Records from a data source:
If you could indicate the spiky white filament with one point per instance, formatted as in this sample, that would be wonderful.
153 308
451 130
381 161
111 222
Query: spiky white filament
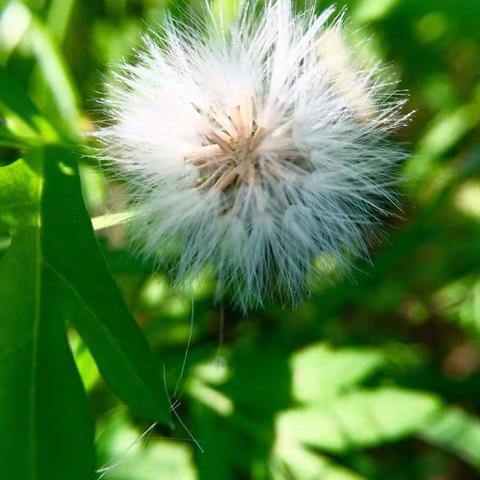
259 151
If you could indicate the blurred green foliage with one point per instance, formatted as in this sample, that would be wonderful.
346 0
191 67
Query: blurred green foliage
377 377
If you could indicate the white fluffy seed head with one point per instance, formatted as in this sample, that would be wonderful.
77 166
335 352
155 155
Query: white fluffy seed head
259 150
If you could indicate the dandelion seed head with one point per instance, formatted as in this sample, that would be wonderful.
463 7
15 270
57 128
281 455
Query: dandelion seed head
259 150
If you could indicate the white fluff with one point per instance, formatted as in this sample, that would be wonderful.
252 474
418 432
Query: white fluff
259 151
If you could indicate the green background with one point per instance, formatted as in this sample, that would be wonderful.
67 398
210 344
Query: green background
376 377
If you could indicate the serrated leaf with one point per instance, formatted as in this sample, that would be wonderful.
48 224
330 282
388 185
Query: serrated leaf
320 372
359 419
457 431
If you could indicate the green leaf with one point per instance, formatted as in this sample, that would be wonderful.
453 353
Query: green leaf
22 117
320 372
54 272
98 311
456 431
131 454
47 431
299 463
359 419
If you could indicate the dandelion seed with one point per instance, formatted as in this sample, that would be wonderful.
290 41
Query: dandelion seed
259 150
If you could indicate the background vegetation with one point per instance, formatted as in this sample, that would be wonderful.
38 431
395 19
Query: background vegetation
375 378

### Aim of the exercise:
What is needed is an exact copy of the records above, with no pictures in it.

### Solution to this exercise:
If you could indicate the spiky white filament with one point per instance, formatted as in this sample, that would be wonderful.
153 308
451 130
381 161
111 222
Query: spiky white filament
259 151
If you could indicate the blurred green foliage with one point per instance, formatted as in this sample, that would be wonderful.
346 0
191 67
Query: blurred green foliage
377 377
If you could indicate the white fluffy seed head with one point per instance, formatted as in this sample, that would be wonderful.
77 166
335 352
155 155
Query: white fluffy seed head
259 150
If you could indicate the dandelion seed head with one point per instance, formatted as in this sample, that would be wonderful.
463 7
15 270
57 128
281 455
Query: dandelion seed head
259 150
If you could indicate the white fluff with one point per instance, formatted as in this sample, that would be wonderful.
252 474
418 432
Query: white fluff
259 151
If you could indicate the green background with one point per instance, formatted as in this sample, that would be wonderful.
67 398
210 344
Query: green background
376 377
If you could indicate the serrated leaf with one point per instance, formatted as in this sample, that would be wonderful.
48 224
330 282
388 185
Query: serrated leaf
320 372
359 419
457 431
If you could indicate the green leaf with one point per instance, formatted as in this sample, that would be wonderful.
453 353
Query: green leaf
22 117
320 372
54 272
98 311
456 431
131 454
47 431
299 463
359 419
If you could indicate the dandelion seed with one point per instance, formatted as in this sample, that would be wonderful.
290 41
Query: dandelion seed
259 150
If you could indicate the background vegetation with one point per instance, formatted as in this sample, that would be wonderful.
38 431
395 19
Query: background vegetation
375 378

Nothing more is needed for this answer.